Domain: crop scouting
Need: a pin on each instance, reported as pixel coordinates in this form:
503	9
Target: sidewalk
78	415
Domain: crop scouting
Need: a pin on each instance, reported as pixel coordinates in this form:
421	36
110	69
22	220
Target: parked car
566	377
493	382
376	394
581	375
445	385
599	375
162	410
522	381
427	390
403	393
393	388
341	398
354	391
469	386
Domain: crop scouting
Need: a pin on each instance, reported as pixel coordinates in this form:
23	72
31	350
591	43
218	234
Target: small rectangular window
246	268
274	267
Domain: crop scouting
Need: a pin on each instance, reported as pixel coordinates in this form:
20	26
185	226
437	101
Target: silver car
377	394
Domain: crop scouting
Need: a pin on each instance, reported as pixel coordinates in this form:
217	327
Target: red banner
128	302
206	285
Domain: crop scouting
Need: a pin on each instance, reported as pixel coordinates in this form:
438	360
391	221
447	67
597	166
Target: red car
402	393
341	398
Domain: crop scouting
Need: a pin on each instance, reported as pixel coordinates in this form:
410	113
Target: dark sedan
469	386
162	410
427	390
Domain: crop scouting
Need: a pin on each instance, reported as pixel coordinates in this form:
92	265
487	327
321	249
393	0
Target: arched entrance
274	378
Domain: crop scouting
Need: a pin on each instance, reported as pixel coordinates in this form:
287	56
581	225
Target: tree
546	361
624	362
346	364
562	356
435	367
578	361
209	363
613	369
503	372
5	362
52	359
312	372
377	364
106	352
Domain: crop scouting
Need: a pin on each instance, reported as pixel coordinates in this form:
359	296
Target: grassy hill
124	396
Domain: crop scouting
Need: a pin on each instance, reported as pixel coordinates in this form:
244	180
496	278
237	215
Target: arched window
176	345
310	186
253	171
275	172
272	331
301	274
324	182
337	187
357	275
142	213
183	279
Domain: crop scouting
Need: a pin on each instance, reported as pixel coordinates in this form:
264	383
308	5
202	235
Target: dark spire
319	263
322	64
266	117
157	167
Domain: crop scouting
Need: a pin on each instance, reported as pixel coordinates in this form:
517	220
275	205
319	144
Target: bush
────
*Exercise:*
Repeat each record exactly, leaving nothing out.

*Answer for this exercise:*
Domain: crop scouting
Need: a pin on each instance, reported as pixel coordinates in this form:
503	9
Target: sidewalk
78	415
Domain: crop scouting
Need: a pin on each instance, reported as pixel coordinates in this form:
421	36
110	69
22	220
Target: parked car
566	377
493	382
376	394
581	375
445	385
599	375
162	410
522	381
427	390
403	393
393	388
341	398
354	391
469	386
Domain: crop scouting
Need: a pin on each instance, reported as pixel coordinates in this form:
23	72
31	350
591	43
218	234
Target: small rectangular window
246	268
274	267
Domain: crop scouting
Need: a pin on each instance, reported as pixel coordinates in this form:
20	26
185	226
437	101
Target: silver car
377	394
Domain: crop scouting
Need: a pin on each instance, reported as pixel coordinates in this form:
217	327
Target: red banner
128	302
206	285
Domain: crop scouting
Need: a pin on each instance, reported as pixel coordinates in this form:
438	360
391	221
447	67
597	166
Target: red car
402	393
341	398
Domain: crop scouting
Need: a pin on each instance, reported as pixel coordinates in this form:
410	113
Target: dark sedan
469	386
162	410
427	390
Domain: crop scouting
Need: a pin on each instance, reported as pixel coordinates in this form:
92	265
487	327
321	249
393	0
Target: arched entrance
274	378
Domain: crop scouting
Need: a pin on each instance, reported as pixel coordinates in this form:
287	56
581	225
Target: tree
546	361
624	362
346	364
562	356
435	367
578	361
209	363
613	369
503	372
5	362
52	359
312	372
377	364
106	352
Domain: crop scouting
Need: a pin on each instance, reported as pixel coordinates in this form:
359	296
Target: grassy hill
124	396
Domain: crop scouting
Need: a pin on each instance, reported as pixel coordinates in this form:
244	180
496	278
237	215
Target: arched window
176	345
310	186
253	171
275	172
272	331
301	274
324	182
337	187
357	275
142	213
183	279
Domain: crop scouting
Need: a pin on each instance, reported as pixel coordinates in this form:
264	383
308	5
202	235
Target: dark spire
319	263
322	64
266	117
157	167
Domain: crop scouting
Need: a pin on each instance, reported as pixel coordinates in this form:
517	220
275	205
319	144
Target: bush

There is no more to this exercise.